(Supplied material Opens)
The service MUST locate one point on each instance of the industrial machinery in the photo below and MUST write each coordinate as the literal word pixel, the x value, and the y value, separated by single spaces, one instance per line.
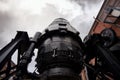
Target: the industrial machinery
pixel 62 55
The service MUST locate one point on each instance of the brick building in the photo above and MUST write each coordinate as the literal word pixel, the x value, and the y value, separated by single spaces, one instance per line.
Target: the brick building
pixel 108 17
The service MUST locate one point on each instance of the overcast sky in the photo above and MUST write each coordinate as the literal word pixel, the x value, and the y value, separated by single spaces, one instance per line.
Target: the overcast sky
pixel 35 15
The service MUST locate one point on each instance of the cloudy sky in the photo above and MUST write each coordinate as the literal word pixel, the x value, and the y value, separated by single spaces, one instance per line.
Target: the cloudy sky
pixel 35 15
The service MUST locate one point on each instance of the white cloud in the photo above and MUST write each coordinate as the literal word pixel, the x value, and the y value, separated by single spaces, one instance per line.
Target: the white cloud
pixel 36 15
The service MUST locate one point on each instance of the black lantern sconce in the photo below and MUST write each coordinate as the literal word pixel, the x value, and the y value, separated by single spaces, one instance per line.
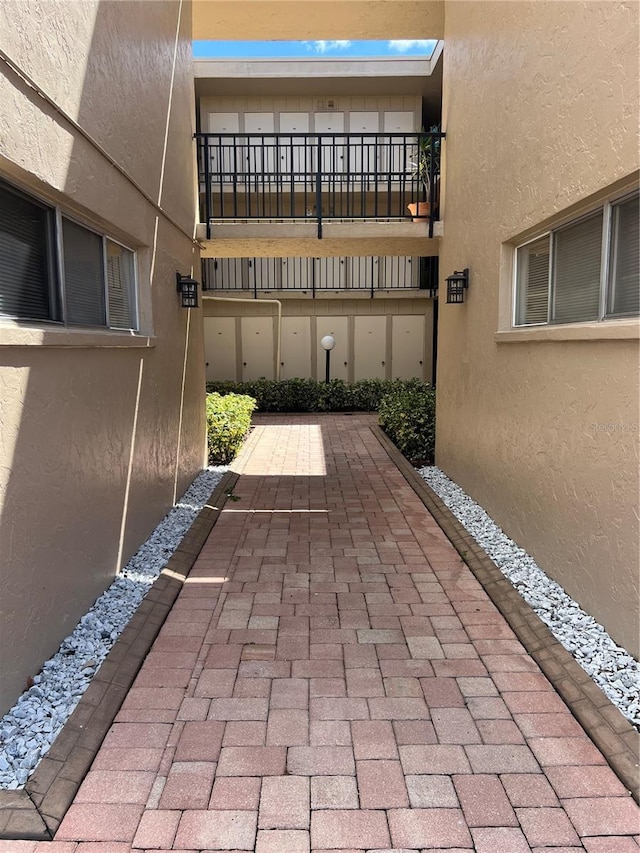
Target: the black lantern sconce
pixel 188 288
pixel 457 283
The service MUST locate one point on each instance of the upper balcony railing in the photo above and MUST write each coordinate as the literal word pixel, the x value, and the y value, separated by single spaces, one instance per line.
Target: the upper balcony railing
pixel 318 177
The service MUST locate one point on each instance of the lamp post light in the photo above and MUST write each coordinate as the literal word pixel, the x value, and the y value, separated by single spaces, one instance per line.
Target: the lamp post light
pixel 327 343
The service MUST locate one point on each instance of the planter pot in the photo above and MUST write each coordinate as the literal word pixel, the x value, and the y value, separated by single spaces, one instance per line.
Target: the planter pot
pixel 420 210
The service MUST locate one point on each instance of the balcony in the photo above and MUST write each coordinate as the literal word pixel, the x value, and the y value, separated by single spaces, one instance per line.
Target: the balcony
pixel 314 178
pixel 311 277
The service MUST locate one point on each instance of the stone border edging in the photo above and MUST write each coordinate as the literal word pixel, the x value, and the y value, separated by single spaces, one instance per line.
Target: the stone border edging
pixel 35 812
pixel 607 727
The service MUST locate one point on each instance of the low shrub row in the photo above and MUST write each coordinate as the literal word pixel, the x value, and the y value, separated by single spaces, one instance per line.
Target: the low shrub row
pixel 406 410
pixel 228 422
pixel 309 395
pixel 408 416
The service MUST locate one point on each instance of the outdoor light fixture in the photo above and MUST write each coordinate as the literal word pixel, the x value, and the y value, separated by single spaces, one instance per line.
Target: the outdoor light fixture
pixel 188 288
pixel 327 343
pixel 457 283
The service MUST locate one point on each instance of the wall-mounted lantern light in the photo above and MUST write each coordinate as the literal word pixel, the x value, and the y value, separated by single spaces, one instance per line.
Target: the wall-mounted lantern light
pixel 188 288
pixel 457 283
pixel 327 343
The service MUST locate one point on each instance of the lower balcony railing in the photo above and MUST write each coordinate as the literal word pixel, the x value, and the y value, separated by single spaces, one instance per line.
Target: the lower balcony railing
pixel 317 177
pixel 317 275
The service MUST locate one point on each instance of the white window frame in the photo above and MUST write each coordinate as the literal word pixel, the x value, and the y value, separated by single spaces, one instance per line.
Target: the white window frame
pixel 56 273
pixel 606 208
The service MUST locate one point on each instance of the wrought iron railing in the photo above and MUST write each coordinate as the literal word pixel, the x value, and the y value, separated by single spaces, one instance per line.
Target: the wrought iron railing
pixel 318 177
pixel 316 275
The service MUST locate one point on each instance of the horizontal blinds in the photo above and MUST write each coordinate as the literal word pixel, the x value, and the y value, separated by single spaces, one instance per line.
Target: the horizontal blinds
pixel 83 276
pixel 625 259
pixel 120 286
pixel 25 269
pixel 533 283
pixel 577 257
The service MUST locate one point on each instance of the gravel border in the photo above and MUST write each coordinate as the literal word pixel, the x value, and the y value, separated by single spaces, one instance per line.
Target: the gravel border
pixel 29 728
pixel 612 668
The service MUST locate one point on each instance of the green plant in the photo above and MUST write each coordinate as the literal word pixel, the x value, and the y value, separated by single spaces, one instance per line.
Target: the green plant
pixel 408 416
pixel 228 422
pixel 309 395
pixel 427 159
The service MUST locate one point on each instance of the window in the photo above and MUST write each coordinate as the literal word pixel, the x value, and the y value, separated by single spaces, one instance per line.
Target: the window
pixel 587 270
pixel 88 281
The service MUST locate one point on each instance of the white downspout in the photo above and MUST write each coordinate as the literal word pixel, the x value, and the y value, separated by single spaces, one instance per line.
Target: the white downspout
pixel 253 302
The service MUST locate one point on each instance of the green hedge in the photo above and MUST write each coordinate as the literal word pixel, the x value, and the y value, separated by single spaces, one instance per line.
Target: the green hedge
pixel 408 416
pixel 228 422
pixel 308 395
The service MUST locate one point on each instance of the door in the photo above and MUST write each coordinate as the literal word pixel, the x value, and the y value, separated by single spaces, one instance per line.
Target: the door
(Supplied material Closes)
## Task objective
In the records above, collect each line with "below".

## Exercise result
The service MUST locate one point on each instance of the industrial machinery in the photo below and MUST write each coordinate as the literal word pixel, the x value, and the y value, separated by single spaces, one instance per line.
The service MUST locate one point on each instance of the black lantern sconce in the photo below and MUST write each coordinate as the literal word pixel, the x value, and the y value, separated by single spaces, one instance per line.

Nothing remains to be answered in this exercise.